Do this »
Please convert the lines below into a two-column CSV with the headers "text" and "answer", giving one row to each sentence line and placing the coordinate lines that follow it in the answer column. Wrap each field in double quotes and turn any line breaks inside a field into spaces.

Supplied data »
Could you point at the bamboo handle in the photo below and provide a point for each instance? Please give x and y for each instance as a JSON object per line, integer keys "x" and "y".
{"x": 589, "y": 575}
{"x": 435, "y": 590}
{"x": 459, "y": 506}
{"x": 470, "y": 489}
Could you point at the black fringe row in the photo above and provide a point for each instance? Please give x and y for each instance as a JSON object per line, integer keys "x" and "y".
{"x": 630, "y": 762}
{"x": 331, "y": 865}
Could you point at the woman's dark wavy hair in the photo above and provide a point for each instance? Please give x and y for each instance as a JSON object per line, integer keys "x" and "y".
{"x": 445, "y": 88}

Exercise output »
text,answer
"Could you point at the bamboo handle in the photo below and provide a point for each instance? Please give x and y for each instance as a JSON object per line, integer keys ""x"" and ""y"".","{""x"": 589, ""y"": 575} {""x"": 435, ""y"": 590} {""x"": 459, ""y"": 506} {""x"": 470, ""y"": 489}"
"Could you point at the black fringe row in the photo above and provide a point for each instance? Please give x and y for each instance as a JSON object per line, integer keys ""x"" and ""y"".","{""x"": 630, ""y"": 762} {""x"": 331, ""y"": 865}"
"Could you point at the woman's dark wavy hair in the photo above and provide a point for each instance? Please give x and y for each instance as a JSON object per line, integer keys ""x"" and ""y"".","{""x"": 445, ""y"": 88}"